> [Work to complete]
**1.** In the excerpt on income taxes and operating results, what was the effective tax rate for the second quarter of 2022?
**2.** List every percentage figure given in the excerpt on income taxes and operating results.
**3.** Please continue the excerpt on income taxes and operating results from its final sentence, writing the section that comes next.

> [Selected excerpt]
Provision for Income Taxes
For the second quarter of 2022, our effective tax rate was 23.9% compared to 25.1% in the second quarter of 2021. The second quarter of 2022 rate was lower than our combined estimated federal and state statutory rate primarily due to the resolution of certain tax matters during the quarter. The second quarter of 2021 rate was consistent with our combined estimated federal and state statutory rate.
Results of Operations
Year-to-Date 2022 Compared to Year-to-Date 2021
For year-to-date 2022, operating income decreased $199 million to $522 million, from $721 million year-to-date 2021, and the operating income rate (expressed as a percentage of sales) decreased to 17.0% from 22.7%. The drivers of the year-to-date operating income results are discussed in the following sections.

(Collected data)
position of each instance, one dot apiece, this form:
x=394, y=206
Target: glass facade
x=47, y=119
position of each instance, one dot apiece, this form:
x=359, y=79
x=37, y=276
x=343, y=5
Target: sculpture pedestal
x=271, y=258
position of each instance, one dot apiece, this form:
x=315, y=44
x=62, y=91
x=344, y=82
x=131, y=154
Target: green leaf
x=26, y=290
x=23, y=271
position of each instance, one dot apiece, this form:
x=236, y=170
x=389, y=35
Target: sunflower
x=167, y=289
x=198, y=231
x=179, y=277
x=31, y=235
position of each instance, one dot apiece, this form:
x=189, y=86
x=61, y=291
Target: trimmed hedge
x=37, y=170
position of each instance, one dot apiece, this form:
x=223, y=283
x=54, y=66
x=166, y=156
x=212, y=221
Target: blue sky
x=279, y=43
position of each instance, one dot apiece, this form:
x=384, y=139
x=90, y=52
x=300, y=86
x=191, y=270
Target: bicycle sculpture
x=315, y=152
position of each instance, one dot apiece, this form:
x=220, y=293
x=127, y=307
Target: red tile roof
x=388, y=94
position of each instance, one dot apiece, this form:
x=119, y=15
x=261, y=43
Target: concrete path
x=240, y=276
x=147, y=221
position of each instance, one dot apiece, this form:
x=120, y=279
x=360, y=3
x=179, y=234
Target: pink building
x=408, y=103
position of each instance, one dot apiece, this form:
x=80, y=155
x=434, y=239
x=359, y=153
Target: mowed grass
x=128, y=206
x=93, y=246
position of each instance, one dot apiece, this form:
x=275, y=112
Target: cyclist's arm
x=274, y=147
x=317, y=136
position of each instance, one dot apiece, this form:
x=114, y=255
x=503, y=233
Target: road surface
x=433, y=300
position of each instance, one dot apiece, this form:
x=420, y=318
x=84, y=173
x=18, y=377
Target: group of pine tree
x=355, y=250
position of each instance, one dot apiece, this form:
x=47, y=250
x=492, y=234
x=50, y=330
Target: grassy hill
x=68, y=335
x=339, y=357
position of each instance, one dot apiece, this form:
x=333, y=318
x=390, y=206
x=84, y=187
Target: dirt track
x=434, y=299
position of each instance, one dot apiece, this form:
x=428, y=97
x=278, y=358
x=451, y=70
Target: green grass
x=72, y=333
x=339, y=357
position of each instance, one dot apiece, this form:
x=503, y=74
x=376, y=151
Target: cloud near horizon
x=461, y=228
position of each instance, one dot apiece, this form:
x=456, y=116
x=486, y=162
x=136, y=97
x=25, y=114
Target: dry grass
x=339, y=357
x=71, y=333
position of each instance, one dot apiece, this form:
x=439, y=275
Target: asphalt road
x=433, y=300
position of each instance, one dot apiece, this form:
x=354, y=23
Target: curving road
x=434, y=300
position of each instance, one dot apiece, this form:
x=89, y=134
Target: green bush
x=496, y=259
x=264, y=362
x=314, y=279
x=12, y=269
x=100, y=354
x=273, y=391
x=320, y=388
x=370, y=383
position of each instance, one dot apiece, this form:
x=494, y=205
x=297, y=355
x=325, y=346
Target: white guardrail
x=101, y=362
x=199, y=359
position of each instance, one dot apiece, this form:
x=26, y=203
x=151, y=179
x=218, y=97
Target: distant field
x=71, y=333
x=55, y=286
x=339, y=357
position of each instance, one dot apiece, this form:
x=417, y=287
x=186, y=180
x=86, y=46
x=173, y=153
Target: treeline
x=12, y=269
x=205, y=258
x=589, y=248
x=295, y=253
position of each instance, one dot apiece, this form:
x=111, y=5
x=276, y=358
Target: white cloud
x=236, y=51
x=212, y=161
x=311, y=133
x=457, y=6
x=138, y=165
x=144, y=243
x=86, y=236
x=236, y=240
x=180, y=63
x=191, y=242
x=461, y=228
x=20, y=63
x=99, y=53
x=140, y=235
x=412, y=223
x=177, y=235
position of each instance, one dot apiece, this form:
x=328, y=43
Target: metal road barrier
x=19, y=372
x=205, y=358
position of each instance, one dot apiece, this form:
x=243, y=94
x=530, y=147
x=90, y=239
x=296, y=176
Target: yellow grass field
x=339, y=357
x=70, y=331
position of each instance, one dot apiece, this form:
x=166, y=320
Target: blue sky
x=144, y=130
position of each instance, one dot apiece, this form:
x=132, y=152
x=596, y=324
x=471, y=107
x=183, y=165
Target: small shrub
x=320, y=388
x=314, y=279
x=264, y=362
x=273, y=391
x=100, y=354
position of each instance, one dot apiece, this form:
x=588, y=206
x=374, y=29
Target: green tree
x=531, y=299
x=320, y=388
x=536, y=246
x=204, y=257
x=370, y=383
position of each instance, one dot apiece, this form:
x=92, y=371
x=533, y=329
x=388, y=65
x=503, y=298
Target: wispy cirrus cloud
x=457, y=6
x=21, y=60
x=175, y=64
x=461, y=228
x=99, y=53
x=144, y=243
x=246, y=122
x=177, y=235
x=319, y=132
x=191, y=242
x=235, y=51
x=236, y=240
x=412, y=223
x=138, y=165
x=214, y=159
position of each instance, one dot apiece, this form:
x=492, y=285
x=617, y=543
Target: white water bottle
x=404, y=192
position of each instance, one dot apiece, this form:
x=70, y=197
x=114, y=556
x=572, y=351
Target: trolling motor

> [Answers for the tasks]
**1.** 23.9%

**2.** 23.9%, 25.1%, 17.0%, 22.7%

**3.**
Net Sales
The following table provides Net Sales for year-to-date 2022 in comparison to year-to-date 2021:
2022 | 2021 | % Change | |||||||||||||||
Year-to-Date | (in millions) | ||||||||||||||||
Stores - U.S. and Canada | $ | 2,220 | $ | 2,280 | (3 | %) | |||||||||||
Direct - U.S. and Canada | 684 | 756 | (10 | %) | |||||||||||||
International (a) | 163 | 137 | 19 | % | |||||||||||||
Total Net Sales | $ | 3,067 | $ | 3,173 | (3 | %) |
_______________
(a)Results include royalties associated with franchised stores and wholesale sales.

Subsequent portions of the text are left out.